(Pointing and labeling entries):
● ● ● ● ●

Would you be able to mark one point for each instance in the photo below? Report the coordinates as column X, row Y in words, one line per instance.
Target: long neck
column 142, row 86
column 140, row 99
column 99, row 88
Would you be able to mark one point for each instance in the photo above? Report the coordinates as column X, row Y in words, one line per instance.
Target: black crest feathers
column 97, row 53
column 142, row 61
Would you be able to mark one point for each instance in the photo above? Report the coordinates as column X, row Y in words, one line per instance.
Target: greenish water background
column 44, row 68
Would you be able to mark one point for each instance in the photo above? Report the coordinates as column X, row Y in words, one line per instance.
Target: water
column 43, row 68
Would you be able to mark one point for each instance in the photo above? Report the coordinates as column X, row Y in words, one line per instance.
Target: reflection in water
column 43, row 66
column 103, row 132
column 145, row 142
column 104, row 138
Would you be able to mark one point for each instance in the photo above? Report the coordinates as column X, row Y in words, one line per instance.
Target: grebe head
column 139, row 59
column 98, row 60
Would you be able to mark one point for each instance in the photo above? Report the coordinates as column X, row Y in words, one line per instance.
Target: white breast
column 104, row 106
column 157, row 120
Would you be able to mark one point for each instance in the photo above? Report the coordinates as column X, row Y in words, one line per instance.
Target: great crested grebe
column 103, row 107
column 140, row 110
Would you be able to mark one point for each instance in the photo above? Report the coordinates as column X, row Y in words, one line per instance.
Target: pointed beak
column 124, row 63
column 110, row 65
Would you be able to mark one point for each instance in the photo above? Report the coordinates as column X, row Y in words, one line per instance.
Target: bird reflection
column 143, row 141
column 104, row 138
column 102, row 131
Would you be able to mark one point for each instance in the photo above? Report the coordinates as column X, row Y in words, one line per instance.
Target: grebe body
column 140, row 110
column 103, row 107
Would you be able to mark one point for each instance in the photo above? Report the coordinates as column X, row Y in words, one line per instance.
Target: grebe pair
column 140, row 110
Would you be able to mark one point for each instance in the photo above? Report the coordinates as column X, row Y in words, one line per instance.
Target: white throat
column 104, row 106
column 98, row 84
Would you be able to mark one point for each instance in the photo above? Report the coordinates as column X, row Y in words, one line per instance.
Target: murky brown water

● ● ● ● ●

Please rewrite every line of the data above as a Markdown table with two columns, Row and Line, putting the row number in the first column and skipping any blank lines.

(Task solution):
| Row | Line |
|---|---|
| 1 | Would you be able to mark one point for each instance in the photo below? Report the coordinates as column X, row Y in words, one line per instance. |
| 2 | Target: long neck |
| 3 | column 142, row 86 |
| 4 | column 140, row 99 |
| 5 | column 99, row 88 |
| 6 | Would you be able to mark one point for each instance in the photo above? Report the coordinates as column X, row Y in words, one line per instance. |
| 7 | Target: black crest feathers |
| 8 | column 97, row 53 |
| 9 | column 142, row 61 |
| 10 | Would you be able to mark one point for each instance in the photo above? Report the coordinates as column X, row Y in words, one line per instance. |
| 11 | Target: greenish water background |
| 12 | column 44, row 68 |
| 13 | Would you be able to mark one point for each instance in the photo above? Report the coordinates as column X, row Y in words, one line per instance. |
| 14 | Target: water |
| 15 | column 43, row 68 |
| 16 | Would you be able to mark one point for each instance in the photo above? Report the coordinates as column X, row Y in words, one line per instance. |
| 17 | Target: reflection in water |
| 18 | column 43, row 66 |
| 19 | column 103, row 132 |
| 20 | column 145, row 142 |
| 21 | column 104, row 138 |
| 22 | Would you be able to mark one point for each instance in the photo above? Report the coordinates as column X, row Y in words, one line per instance. |
| 23 | Target: grebe head |
| 24 | column 139, row 59 |
| 25 | column 98, row 60 |
| 26 | Would you be able to mark one point for each instance in the photo above? Report the coordinates as column X, row Y in words, one line per instance. |
| 27 | Target: white breast |
| 28 | column 104, row 106 |
| 29 | column 157, row 120 |
| 30 | Would you be able to mark one point for each instance in the photo above? Report the coordinates as column X, row Y in words, one line per instance. |
| 31 | Target: great crested grebe |
| 32 | column 103, row 107 |
| 33 | column 140, row 110 |
| 34 | Would you be able to mark one point for each instance in the photo above? Report the coordinates as column X, row Y in words, one line per instance. |
| 35 | Target: pointed beak |
| 36 | column 124, row 63 |
| 37 | column 110, row 65 |
| 38 | Would you be able to mark one point for each instance in the photo above? Report the coordinates as column X, row Y in words, one line per instance. |
| 39 | Target: bird reflection |
| 40 | column 143, row 141 |
| 41 | column 104, row 138 |
| 42 | column 102, row 131 |
| 43 | Would you be able to mark one point for each instance in the photo above? Report the coordinates as column X, row Y in words, one line per instance. |
| 44 | Target: grebe body |
| 45 | column 140, row 110 |
| 46 | column 103, row 107 |
| 47 | Would you be able to mark one point for each instance in the photo above? Report the coordinates as column X, row Y in words, one line per instance. |
| 48 | Target: grebe pair |
| 49 | column 140, row 110 |
| 50 | Would you be able to mark one point for each instance in the photo above? Report the coordinates as column X, row Y in words, one line per instance. |
| 51 | Target: white throat |
| 52 | column 104, row 106 |
| 53 | column 98, row 84 |
| 54 | Would you be able to mark one point for each instance in the photo above? Report the coordinates as column X, row Y in words, one line per instance. |
| 55 | Target: murky brown water |